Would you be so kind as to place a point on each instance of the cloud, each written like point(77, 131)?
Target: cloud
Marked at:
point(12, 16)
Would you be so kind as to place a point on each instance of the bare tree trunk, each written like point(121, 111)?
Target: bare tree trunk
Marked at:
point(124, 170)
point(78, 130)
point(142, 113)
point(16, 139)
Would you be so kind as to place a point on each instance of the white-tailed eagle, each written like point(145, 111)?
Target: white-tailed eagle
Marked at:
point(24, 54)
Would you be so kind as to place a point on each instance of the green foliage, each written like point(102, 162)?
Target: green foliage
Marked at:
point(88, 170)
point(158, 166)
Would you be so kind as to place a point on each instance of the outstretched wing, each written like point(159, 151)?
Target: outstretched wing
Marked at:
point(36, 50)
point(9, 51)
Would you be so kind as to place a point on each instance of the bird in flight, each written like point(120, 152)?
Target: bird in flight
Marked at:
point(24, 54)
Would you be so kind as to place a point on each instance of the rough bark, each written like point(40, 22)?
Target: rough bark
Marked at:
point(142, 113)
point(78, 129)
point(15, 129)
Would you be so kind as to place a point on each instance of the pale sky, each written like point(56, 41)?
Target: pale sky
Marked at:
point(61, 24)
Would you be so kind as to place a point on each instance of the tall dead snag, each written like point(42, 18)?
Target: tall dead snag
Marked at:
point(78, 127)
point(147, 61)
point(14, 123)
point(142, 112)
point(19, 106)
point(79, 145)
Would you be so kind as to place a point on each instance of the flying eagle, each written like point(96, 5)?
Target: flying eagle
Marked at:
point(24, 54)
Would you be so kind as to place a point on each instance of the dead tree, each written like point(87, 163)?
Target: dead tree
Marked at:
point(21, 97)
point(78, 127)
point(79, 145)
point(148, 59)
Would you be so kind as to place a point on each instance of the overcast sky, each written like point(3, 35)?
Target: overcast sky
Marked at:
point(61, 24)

_Aim of the task:_ Rewrite all of the rows above, changing each "Target" to "Label" and leaving everything else as it is.

_Final result:_
Would you be so kind as to place a point on each instance of the cloud, each written like point(77, 131)?
Label: cloud
Marked at:
point(12, 16)
Would you be so kind as to place a point on each instance of the bare tree trunk, each written like point(121, 111)?
Label: bare tree trunk
Marked at:
point(124, 170)
point(78, 130)
point(142, 113)
point(16, 139)
Would you be so kind as to place a point on each instance of the white-tailed eagle, each written like point(145, 111)?
Label: white-tailed eagle
Marked at:
point(24, 54)
Would you be so kind as to place a point on each instance of the green foliage, each written like point(102, 162)?
Label: green foliage
Marked at:
point(88, 170)
point(158, 166)
Would you be so kind as to place a point on each instance of the outstretched wing, each written like point(159, 151)?
Label: outstretched wing
Marked at:
point(36, 50)
point(9, 51)
Would you be so kind as to place a point on each instance of the bird in flight, each written like point(120, 152)?
Label: bird in flight
Marked at:
point(24, 54)
Would you be so kind as to place a point on each instance of the rough bark, each written like point(40, 22)?
Label: rough bark
Marked at:
point(142, 113)
point(78, 129)
point(15, 129)
Would you be so kind as to place a point on each instance of the pale sky, each written like point(56, 41)?
Label: pale sky
Marked at:
point(61, 24)
Would you be so kind as to place a point on each instance of the tall dead snag, each written like point(42, 18)?
Label: tall dead snag
Marked at:
point(78, 127)
point(147, 61)
point(14, 123)
point(142, 112)
point(19, 106)
point(79, 145)
Would you be so kind as to place a point on each instance of the flying eagle, each written like point(96, 5)?
Label: flying eagle
Marked at:
point(24, 54)
Would you be so kind as to place a point on each instance of the dead tree, each written like point(87, 163)?
Label: dead tree
Marked at:
point(21, 97)
point(78, 127)
point(79, 145)
point(148, 59)
Would you be so kind as to place a point on each instance of the overcast sky, each written like point(3, 35)?
Label: overcast sky
Marked at:
point(61, 24)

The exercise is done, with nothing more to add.